Copy all lines below exactly as written. Leave pictures out.

SUPPLIED INFORMATION »
•••••

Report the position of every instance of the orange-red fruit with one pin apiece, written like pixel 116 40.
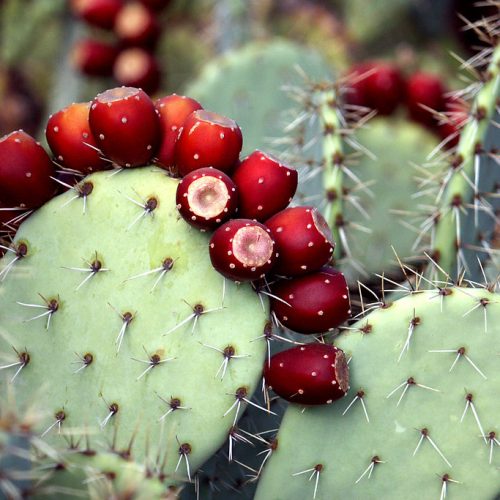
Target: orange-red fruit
pixel 93 57
pixel 303 240
pixel 376 85
pixel 70 139
pixel 207 140
pixel 100 13
pixel 25 171
pixel 173 111
pixel 125 125
pixel 265 186
pixel 423 92
pixel 206 198
pixel 315 303
pixel 312 374
pixel 136 67
pixel 242 250
pixel 136 25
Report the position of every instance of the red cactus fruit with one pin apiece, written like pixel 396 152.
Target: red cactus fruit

•••••

RESPONSE »
Report the position of every instance of the orange-red fruit with one pin apiece, written like pixel 116 40.
Target: orange-red fruit
pixel 93 57
pixel 303 240
pixel 376 85
pixel 70 139
pixel 207 140
pixel 100 13
pixel 25 171
pixel 173 111
pixel 125 125
pixel 265 186
pixel 423 92
pixel 206 198
pixel 315 303
pixel 312 374
pixel 136 67
pixel 242 250
pixel 136 25
Report the position of every instance of the red cactus fruit with one pin apiece, written like pixel 396 152.
Target: red cactus fruit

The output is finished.